Short exercise:
From the line that includes "the saddle girth" to the last line of the records, inclusive, repeat each line exactly.

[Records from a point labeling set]
○ ○ ○ ○ ○ ○ ○
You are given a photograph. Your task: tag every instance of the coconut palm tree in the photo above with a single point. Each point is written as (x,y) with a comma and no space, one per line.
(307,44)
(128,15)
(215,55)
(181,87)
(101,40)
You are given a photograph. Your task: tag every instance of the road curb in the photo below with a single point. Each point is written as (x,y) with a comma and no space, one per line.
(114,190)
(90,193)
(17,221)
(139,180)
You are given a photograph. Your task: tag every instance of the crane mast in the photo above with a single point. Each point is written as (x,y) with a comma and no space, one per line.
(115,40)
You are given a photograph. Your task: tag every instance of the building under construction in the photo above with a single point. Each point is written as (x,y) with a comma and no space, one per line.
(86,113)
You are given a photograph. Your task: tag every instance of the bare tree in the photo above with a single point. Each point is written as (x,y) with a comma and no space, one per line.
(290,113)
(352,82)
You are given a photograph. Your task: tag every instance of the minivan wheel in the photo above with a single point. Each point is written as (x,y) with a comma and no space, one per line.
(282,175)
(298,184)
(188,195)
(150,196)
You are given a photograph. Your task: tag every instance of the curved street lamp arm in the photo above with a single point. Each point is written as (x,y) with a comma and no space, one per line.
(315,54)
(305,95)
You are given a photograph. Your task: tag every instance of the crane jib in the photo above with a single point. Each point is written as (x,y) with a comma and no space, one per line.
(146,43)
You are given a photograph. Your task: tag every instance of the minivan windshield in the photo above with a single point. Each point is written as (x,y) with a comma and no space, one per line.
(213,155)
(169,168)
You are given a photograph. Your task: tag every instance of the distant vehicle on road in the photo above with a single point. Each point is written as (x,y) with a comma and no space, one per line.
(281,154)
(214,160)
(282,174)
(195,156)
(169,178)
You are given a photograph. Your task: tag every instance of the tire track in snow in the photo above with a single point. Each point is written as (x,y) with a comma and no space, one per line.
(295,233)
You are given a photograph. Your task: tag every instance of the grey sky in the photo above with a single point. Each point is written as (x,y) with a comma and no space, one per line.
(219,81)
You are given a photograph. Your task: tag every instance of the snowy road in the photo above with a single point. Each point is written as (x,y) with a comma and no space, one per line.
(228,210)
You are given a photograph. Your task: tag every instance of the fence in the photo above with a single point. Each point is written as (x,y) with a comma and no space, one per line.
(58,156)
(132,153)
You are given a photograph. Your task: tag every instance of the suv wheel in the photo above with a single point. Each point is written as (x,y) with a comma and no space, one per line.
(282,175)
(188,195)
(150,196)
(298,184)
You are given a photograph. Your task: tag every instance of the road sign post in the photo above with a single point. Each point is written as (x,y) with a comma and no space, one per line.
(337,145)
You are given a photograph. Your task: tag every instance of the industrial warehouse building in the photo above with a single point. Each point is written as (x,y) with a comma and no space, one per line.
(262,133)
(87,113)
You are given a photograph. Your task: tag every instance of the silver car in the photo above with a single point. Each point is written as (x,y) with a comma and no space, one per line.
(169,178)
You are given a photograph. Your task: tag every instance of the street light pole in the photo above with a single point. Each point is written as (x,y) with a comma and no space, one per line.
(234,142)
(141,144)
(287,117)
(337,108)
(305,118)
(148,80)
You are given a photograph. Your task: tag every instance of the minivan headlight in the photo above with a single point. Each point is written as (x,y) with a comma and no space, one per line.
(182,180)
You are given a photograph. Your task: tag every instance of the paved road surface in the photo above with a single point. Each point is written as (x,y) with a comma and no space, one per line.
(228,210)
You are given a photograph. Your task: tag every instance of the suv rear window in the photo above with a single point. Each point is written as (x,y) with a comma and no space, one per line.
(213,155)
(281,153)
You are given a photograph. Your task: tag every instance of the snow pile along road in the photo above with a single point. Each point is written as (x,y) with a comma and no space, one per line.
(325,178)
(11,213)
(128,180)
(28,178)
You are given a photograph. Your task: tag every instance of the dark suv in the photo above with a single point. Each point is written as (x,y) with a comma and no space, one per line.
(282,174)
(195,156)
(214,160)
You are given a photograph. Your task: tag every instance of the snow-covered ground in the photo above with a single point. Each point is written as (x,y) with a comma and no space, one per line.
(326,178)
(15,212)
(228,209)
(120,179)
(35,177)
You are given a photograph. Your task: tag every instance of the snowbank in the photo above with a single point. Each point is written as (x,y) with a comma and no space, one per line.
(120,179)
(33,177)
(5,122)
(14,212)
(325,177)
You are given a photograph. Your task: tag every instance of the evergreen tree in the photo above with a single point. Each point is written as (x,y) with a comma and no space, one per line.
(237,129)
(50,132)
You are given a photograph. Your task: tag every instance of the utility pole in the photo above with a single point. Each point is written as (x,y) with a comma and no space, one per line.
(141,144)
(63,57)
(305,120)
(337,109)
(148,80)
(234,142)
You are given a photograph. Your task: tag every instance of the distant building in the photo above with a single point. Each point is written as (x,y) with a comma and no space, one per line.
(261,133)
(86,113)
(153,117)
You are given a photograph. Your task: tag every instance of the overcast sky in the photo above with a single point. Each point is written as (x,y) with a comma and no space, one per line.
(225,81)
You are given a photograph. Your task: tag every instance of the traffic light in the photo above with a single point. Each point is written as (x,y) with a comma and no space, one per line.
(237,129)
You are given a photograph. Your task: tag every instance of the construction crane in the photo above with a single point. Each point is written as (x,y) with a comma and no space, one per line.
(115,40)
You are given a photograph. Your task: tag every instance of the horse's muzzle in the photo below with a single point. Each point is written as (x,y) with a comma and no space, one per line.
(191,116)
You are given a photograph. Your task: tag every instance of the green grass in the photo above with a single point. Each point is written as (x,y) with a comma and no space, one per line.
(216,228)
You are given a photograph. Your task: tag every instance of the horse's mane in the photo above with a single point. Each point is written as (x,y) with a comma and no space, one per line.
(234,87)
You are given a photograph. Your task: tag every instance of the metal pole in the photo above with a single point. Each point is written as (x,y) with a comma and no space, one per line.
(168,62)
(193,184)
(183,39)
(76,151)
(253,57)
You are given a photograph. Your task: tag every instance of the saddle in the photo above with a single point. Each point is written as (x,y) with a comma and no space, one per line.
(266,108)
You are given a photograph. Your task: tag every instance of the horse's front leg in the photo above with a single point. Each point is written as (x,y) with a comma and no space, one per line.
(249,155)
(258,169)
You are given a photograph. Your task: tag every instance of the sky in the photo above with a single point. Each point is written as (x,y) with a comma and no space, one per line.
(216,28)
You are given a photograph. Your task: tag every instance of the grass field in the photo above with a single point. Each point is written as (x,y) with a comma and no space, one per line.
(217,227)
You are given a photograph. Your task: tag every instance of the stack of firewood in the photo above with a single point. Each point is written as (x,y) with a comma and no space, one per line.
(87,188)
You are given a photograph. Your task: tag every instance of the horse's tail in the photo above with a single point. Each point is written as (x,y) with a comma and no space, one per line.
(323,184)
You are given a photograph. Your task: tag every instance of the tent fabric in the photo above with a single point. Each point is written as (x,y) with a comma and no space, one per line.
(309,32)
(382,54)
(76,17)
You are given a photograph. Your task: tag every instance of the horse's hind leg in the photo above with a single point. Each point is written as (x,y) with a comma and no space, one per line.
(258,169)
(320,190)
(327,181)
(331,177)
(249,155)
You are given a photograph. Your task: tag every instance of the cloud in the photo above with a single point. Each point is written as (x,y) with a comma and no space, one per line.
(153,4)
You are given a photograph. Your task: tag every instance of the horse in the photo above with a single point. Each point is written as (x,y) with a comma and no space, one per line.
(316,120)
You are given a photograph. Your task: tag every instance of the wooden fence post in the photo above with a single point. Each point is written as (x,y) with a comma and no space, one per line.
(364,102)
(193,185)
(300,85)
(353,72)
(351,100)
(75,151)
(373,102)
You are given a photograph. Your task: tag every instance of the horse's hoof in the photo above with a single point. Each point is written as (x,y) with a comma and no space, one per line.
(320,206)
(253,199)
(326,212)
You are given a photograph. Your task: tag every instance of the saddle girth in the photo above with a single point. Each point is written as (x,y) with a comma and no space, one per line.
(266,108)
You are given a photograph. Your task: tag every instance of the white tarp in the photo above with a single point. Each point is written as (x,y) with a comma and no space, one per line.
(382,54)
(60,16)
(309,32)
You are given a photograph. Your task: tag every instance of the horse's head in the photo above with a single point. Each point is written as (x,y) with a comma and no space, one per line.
○ ○ ○ ○ ○ ○ ○
Written response:
You are given a photograph. Your task: tag every instance of the saddle girth in the photo above with a single point. Each point is written as (x,y) with a comma and no space, one per line.
(266,108)
You are given a photograph. Your task: tag every instance of the white tarp in the photo above with a single point. Each point is written as (x,y) with a comma and no space, one per line.
(382,54)
(60,16)
(309,32)
You are given a photograph. Your task: tag every instance of the horse's head in the photo above with a single point. Each point is written as (x,y) with a comma and no space, one per line.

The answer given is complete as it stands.